◆ **What the task requires**: Below are records; output exactly the lines from the one with "Query string: foreground grassy slope" through their final line.

◆ **Task input**:
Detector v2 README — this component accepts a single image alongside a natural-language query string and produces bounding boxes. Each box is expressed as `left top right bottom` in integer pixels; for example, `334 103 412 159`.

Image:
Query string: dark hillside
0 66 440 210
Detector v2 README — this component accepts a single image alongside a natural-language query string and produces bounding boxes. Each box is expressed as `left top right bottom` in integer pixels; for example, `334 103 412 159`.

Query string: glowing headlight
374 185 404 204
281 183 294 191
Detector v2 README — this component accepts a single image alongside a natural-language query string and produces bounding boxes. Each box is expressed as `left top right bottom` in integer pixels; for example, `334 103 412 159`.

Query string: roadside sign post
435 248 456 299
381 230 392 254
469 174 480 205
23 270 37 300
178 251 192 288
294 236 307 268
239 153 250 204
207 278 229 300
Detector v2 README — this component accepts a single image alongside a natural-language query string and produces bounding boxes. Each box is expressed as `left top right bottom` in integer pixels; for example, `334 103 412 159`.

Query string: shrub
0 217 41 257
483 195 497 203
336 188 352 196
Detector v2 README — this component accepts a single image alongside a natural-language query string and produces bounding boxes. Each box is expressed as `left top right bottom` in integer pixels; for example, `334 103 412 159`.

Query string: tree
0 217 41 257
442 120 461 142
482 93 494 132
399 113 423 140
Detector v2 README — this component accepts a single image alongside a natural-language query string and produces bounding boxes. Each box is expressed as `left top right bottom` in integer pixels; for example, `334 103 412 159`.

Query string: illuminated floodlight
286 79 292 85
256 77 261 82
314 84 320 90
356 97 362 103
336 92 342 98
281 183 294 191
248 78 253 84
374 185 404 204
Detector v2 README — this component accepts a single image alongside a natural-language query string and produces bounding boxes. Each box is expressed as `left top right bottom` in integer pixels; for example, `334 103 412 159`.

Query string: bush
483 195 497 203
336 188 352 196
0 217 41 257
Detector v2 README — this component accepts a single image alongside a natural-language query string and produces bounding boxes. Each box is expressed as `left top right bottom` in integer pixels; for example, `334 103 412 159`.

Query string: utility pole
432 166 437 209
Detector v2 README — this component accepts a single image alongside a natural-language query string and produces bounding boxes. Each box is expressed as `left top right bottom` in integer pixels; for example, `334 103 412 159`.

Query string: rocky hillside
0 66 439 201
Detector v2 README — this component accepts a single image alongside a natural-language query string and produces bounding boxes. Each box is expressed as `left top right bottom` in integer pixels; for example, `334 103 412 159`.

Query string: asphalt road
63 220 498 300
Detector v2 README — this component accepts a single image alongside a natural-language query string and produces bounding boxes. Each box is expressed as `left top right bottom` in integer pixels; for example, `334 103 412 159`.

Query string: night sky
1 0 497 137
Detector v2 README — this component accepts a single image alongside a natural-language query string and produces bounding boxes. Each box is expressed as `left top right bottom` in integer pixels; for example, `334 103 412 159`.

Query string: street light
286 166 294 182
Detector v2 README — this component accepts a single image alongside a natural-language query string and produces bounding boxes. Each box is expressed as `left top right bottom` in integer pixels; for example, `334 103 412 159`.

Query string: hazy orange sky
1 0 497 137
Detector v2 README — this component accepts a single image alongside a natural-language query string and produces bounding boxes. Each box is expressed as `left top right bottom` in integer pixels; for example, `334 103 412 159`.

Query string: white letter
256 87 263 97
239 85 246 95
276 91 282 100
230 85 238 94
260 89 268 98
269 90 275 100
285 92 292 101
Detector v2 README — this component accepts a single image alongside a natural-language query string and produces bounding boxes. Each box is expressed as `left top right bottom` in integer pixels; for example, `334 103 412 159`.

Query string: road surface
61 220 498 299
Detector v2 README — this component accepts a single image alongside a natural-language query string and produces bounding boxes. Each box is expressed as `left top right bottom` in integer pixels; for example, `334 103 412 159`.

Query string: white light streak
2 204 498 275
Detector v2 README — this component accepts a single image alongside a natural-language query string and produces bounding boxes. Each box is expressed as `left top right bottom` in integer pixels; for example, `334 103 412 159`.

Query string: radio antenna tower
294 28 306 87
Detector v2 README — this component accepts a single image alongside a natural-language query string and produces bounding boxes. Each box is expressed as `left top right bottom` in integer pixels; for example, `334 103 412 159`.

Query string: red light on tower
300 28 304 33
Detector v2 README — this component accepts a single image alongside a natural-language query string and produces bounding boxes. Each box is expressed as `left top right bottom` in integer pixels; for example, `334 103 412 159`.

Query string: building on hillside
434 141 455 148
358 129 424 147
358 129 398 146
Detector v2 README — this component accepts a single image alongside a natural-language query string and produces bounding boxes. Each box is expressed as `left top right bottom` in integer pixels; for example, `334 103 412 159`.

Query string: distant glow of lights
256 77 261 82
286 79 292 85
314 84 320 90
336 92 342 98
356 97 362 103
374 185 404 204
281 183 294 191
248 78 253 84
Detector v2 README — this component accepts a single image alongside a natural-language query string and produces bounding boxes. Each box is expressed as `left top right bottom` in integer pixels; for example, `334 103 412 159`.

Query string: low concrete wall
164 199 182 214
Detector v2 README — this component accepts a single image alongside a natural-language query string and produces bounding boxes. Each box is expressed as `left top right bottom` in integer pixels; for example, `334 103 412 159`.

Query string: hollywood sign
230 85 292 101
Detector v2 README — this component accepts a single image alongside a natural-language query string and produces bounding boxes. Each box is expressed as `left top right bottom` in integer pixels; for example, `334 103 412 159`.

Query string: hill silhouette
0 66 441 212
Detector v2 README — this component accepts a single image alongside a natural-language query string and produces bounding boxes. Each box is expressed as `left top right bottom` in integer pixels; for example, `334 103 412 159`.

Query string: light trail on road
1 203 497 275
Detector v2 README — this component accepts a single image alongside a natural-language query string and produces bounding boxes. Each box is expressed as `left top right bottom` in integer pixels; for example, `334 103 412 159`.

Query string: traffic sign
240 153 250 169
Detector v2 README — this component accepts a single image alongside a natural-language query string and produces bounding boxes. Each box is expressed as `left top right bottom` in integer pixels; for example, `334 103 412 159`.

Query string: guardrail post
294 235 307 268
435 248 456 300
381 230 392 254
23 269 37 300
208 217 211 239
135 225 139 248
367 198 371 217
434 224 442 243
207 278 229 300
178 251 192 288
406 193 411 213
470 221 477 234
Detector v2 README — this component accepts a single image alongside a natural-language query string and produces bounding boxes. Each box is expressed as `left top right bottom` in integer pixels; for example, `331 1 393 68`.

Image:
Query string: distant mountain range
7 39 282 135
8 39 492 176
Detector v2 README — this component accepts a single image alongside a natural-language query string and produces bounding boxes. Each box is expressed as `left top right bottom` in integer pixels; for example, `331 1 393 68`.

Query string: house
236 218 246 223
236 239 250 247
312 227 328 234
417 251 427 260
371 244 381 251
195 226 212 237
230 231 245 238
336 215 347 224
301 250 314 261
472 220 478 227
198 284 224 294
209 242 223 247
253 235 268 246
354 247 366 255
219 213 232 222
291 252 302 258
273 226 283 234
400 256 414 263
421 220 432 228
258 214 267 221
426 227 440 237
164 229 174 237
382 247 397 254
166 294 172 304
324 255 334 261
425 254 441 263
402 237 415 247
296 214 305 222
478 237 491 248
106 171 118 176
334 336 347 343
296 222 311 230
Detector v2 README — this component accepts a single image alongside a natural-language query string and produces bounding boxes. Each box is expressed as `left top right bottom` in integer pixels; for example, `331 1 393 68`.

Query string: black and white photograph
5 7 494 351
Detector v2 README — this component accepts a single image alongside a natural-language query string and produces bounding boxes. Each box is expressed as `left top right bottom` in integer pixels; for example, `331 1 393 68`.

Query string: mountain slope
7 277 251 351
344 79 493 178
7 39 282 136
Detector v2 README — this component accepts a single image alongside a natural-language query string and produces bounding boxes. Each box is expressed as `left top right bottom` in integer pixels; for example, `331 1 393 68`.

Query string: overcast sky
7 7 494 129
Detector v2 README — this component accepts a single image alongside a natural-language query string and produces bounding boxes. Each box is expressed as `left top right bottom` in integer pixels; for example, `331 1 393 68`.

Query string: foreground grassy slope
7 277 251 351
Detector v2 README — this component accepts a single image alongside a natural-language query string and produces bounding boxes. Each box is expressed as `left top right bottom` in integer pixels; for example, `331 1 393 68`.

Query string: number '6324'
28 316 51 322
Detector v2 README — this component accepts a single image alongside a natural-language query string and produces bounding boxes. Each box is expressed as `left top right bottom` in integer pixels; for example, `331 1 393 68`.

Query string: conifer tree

◆ **Response**:
Query string: foreground grassy slope
7 277 251 351
Detector v2 README — this component accepts a single image alongside a natural-language query string and produces bounding boxes. Each box is expressed as `left top right bottom` in integer pixels; for example, `331 1 393 68`.

Query string: number '6324'
28 316 51 322
Detector v2 README — this component accepts a single image alongside a natural-language query string and produces bounding boxes. Each box is expressed as `left top right bottom` in integer pixels; for example, `331 1 393 68`.

Query string: conifer tree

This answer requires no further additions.